##### DATA ENTRIES #####
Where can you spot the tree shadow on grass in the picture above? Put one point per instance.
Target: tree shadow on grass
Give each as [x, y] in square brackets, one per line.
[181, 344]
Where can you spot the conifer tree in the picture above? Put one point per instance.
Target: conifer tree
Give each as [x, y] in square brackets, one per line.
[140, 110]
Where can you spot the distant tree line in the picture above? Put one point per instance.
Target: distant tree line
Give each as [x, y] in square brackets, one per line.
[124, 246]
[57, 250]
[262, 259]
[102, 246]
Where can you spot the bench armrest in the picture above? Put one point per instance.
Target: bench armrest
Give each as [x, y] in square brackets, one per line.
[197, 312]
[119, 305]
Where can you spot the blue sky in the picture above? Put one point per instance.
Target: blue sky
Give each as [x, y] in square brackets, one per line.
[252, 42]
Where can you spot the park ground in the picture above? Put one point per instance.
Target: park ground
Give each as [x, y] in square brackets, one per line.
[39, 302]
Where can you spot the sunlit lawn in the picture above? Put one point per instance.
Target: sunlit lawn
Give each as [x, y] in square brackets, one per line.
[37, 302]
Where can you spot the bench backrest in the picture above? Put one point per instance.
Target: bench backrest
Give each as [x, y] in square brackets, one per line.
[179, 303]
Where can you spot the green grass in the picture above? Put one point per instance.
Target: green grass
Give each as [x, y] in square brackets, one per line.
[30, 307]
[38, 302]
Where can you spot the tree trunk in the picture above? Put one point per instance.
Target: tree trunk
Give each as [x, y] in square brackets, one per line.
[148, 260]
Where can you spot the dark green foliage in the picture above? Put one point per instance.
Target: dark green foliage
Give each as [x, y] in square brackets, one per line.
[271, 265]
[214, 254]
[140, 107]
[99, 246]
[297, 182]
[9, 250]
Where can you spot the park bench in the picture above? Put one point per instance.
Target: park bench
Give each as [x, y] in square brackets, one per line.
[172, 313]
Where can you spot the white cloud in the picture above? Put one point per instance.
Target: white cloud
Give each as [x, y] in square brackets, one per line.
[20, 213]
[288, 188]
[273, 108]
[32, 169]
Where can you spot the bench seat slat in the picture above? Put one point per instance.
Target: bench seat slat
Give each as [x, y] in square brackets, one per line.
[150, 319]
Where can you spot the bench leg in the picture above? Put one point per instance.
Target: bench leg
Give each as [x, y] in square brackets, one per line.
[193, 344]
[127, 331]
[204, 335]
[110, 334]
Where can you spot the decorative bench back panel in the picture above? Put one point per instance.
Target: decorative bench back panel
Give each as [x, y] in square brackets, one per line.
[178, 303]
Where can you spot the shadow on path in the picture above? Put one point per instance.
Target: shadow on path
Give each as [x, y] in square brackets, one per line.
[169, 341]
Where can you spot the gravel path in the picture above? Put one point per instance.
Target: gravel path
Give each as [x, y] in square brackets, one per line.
#####
→ **WORK TO DO**:
Copy out everything from the line containing "Where can you spot the shadow" down to the end of the entries, keeping every other line unchanged and shifting each answer coordinate by adding 81 to both of its numbers.

→ **SOLUTION TO THE PROBLEM**:
Where can you spot the shadow on path in the picture above? Put one point per instance.
Target: shadow on path
Give each as [x, y] in square brackets, one per line.
[250, 422]
Where can you spot the gravel path in the picture above? Put one point per instance.
Target: gravel path
Give each as [x, y] in square brackets, one per line.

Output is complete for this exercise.